TEXTE DE LA PAGE:

L’Afrique racontée par des Blancs et sauvée par des Blancs. Pour information dans le milieu de l’aide internationale on compte en moyenne 1 expatrié pour 10 salariés locaux. Heureusement la nature est généreuse ! Les fleuves du Fouta-Djalon « approvisionnent les Africains en eau potable »… Ben non : comme partout ailleurs si les gens boivent directement l’eau du fleuve ils tombent malade. L’eau des fleuves est utilisée pour irriguer les champs, pour alimenter des barrages hydroélectriques et elle est filtrée avant d’arriver dans le réseau d’eau courante. Ce dernier étant assez dysfonctionnel la majorité des Guinéens boivent l’eau des nappes phréatiques qui est puisée ou captée par forage.
Venons-en au contenu du week-end ! Le deuxième larron non identifié pendant la randonnée est Bouba, qui a été…notre guide principal ! Celui qui s’exprime dans le reportage est le responsable de l’agence de voyage mais suite à un problème de voiture il n’a pu nous rejoindre que le dimanche à midi, pour les deux dernières heures ! Cellou est meilleur orateur que son collègue, c’est donc lui qu’on a fait passer pour le guide. Dans le même style, si vous êtes attentifs vous verrez qu’au cours d’une marche on a changé de vêtements ! Les images du samedi et du dimanche ont été mélangés pour les besoins de la narration. Ainsi on est censé avoir marché 5 heures et avoir été retardé par un pont cassé avant d’arriver à la cascade. En fait on est arrivé sur le site en voiture, on savait que le pont était impraticable et on a marché environ 30 minutes. La raison ? C’est que nos amis journalistes étaient venus avec deux grosses caméras, deux drones, un trépied…et qu’ils ont rapidement demandé à ce qu’on revoit le programme pour ne pas trimballer leur matos pendant des heures !
Cela avait créé pas mal de tensions la veille (3 heures de marche environ) entre l’arrivée de Bouba à la place de Cellou, la perte de temps pour réorganiser le circuit, le coucher de soleil que le cameraman avait raté… Pour couronner le tout lorsqu’on a déballé les tentes le samedi soir on s’est aperçu que la matériel n’était pas complet ! Pour mon amour-propre je précise que contrairement à ce qui est raconté je monte des tentes quasiment chaque été depuis une quinzaine d’années… Mais là encore c’est s’embarrasser de détails qui ne conviennent pas au story telling ! Cette organisation hasardeuse a valu à notre guide de dormir à la belle étoile…et de se réfugier dans la tente de Justine et d’Hassatou à 3 heures du matin quand on s’est pris un pluie diluvienne sur la tête ! Eh oui, c’est la saison des pluies, mais ça vous ne l’avez pas vu. Ni l’humeur de nos deux amies au petit matin, sorties de leur tente inondée, ni celles des journalistes excédés d’avoir dû partager une petite tente à trois avec tout leur matériel dedans.
Bien sûr les images sont fidèles à ce que l’on a vu : des paysages superbes ! Mais on regrette le manque d’honnêteté du reportage pour le reste, ses raccourcis et surtout son biais culturel. Tout ce qui différencie la communication de l’information.

Données d'ancrage adossées à des images:

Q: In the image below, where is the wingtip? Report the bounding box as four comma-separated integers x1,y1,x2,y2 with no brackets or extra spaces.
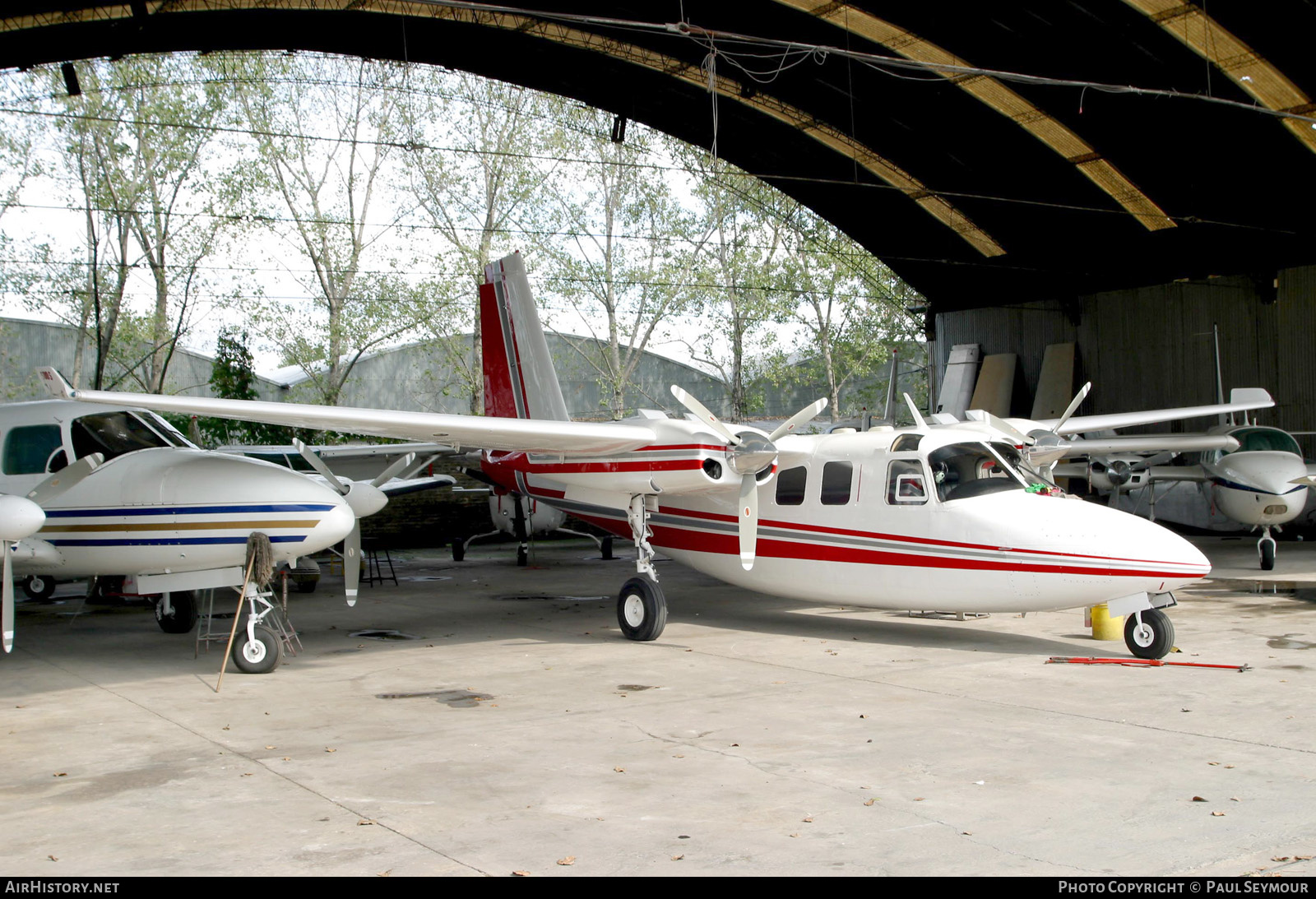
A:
37,366,77,400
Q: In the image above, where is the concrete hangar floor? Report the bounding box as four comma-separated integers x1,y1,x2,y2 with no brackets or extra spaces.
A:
0,539,1316,877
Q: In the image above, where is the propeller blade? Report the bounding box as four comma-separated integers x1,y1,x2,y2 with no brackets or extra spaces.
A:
767,397,827,443
342,520,360,605
987,412,1036,446
739,474,758,572
28,453,105,506
671,384,739,446
0,540,13,653
292,437,347,496
901,393,928,428
1051,380,1092,434
370,453,416,487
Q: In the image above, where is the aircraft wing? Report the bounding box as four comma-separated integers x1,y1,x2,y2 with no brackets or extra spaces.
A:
1037,387,1275,434
379,474,456,499
37,367,656,454
1068,434,1239,456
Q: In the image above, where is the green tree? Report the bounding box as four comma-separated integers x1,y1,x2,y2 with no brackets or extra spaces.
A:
404,68,564,415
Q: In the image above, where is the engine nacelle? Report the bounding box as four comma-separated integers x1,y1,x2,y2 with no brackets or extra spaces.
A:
1088,454,1152,494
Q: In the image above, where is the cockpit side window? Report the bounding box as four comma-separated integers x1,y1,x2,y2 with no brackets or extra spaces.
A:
70,412,169,461
887,460,928,506
928,443,1024,502
0,425,63,474
776,465,809,506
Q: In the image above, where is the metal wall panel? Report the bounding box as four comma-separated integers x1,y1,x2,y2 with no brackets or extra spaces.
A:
934,266,1316,430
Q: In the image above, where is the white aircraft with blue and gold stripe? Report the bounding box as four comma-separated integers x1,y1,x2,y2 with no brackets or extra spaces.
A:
0,400,358,642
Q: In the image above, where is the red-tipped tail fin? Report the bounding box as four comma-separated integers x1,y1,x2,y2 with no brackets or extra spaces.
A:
480,254,570,421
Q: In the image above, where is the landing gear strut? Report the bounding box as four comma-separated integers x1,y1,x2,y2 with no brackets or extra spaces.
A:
1257,526,1275,572
617,494,667,640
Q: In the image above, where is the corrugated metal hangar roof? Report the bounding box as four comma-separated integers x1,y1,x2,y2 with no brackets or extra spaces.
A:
0,0,1316,318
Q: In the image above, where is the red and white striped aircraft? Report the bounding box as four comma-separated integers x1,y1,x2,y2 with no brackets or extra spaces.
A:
44,255,1247,658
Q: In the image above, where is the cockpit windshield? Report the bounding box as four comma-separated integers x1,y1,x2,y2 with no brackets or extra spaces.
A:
70,410,178,462
1226,428,1303,456
928,443,1026,502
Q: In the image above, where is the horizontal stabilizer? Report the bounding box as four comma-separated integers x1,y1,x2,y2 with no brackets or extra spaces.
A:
38,368,656,453
1037,387,1275,434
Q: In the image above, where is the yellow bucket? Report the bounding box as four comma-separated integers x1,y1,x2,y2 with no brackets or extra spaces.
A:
1091,603,1124,640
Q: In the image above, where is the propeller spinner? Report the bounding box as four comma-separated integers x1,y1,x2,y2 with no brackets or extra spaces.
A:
292,439,416,605
0,453,105,653
671,384,827,572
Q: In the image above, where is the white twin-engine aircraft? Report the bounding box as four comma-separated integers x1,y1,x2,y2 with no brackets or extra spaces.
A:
0,397,424,660
42,255,1263,658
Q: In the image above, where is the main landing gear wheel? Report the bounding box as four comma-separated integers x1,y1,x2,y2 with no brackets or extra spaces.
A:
22,574,55,599
617,578,667,640
1257,537,1275,572
233,624,283,674
1124,608,1174,658
155,590,196,633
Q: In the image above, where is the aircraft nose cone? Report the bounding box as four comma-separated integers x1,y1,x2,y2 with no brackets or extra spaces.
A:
1119,512,1211,592
310,494,357,555
0,495,46,542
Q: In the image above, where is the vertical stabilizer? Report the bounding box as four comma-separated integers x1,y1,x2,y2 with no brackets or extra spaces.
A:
480,253,568,421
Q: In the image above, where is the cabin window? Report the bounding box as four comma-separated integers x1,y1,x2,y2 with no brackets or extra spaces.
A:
70,412,169,462
887,460,928,506
776,465,809,506
818,462,854,506
4,425,63,474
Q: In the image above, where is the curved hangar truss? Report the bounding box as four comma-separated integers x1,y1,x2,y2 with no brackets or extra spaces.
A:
0,0,1316,309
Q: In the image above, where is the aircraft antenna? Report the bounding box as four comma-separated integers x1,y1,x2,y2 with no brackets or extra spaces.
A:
1211,324,1233,425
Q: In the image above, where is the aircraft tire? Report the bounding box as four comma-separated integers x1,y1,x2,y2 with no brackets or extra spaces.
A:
233,624,283,674
617,578,667,641
1124,608,1174,658
155,590,196,633
22,574,55,599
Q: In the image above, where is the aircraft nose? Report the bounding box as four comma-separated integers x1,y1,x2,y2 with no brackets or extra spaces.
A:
303,494,357,554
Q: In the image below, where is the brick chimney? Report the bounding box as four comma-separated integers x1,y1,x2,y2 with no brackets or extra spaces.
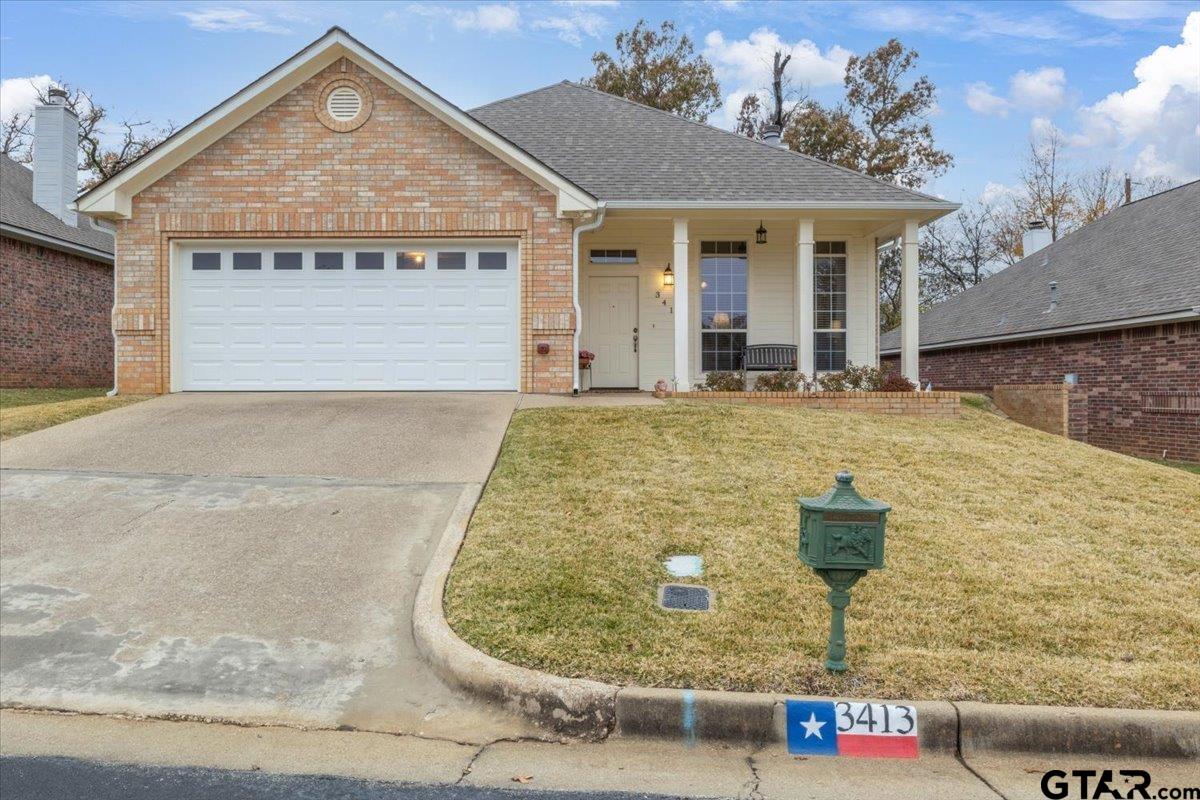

À FAIRE:
- 1) D'après le texte sur la randonnée, combien de temps a-t-on réellement marché pour atteindre la cascade ?
- 2) Extrayez du texte sur la randonnée le passage qui va de « Bien sûr les » jusqu'à « communication de l’information. » inclus.

RÉPONSES DONNÉES:
- 1) Environ 30 minutes.

- 2)
Bien sûr les images sont fidèles à ce que l’on a vu : des paysages superbes ! Mais on regrette le manque d’honnêteté du reportage pour le reste, ses raccourcis et surtout son biais culturel. Tout ce qui différencie la communication de l’information.